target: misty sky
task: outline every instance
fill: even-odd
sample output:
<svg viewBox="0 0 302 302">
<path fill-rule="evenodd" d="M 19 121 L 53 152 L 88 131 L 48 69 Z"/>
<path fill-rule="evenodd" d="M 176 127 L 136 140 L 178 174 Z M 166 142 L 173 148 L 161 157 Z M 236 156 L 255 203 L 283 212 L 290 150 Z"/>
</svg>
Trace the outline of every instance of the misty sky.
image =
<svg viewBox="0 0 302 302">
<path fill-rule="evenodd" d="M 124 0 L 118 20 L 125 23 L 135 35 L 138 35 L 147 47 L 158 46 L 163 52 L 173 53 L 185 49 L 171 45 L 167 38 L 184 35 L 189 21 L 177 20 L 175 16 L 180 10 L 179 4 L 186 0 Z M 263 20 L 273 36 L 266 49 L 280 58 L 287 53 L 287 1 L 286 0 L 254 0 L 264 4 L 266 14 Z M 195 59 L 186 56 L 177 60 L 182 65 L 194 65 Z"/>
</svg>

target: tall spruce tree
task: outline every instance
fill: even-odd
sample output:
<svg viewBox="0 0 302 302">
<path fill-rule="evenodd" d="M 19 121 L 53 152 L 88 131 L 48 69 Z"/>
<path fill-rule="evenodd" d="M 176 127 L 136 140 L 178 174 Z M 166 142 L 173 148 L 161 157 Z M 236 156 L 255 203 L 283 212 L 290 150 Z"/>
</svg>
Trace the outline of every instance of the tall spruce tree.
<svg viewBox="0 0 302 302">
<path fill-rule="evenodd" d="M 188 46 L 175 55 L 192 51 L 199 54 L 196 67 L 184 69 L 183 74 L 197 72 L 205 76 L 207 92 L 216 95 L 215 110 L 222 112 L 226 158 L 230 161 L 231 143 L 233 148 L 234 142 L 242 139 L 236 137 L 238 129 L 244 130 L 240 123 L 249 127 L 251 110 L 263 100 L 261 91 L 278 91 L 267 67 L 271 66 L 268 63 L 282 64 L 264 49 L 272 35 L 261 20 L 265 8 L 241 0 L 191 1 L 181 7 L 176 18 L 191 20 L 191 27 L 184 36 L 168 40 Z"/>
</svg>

---

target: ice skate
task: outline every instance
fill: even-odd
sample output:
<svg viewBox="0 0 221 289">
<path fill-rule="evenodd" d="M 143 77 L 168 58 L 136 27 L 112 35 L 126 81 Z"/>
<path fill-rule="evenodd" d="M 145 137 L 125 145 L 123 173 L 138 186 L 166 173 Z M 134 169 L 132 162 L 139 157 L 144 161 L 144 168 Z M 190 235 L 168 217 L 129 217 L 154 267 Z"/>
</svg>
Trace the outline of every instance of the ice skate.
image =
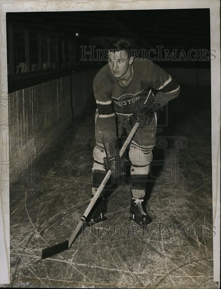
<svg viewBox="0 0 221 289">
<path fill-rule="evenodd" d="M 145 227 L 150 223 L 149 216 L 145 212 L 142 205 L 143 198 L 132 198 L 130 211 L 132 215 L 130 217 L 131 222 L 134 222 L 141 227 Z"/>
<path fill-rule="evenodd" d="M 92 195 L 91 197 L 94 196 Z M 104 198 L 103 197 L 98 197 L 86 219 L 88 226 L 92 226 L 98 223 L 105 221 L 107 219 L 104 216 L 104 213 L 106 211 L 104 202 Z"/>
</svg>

→ **WORK INSTRUCTIONS**
Please begin at the line of the material that has "target: ice skate" and stop after the line that has "145 227 L 150", and give those lines again with "instance" swapped for "occurrence" and nothing else changed. Leave the pictures out of your answer.

→ **FULL ANSWER**
target: ice skate
task: outline every occurrence
fill: even-odd
sample output:
<svg viewBox="0 0 221 289">
<path fill-rule="evenodd" d="M 143 77 L 168 58 L 136 27 L 112 35 L 126 81 Z"/>
<path fill-rule="evenodd" d="M 145 137 L 125 145 L 123 173 L 138 186 L 166 173 Z M 134 169 L 132 162 L 139 157 L 144 161 L 144 168 Z M 190 235 L 168 217 L 129 217 L 154 267 Z"/>
</svg>
Trace the outline of every occurrence of the ice skate.
image =
<svg viewBox="0 0 221 289">
<path fill-rule="evenodd" d="M 145 227 L 150 223 L 149 216 L 145 212 L 142 205 L 143 198 L 132 198 L 130 211 L 132 215 L 130 217 L 131 222 L 134 222 L 141 227 Z"/>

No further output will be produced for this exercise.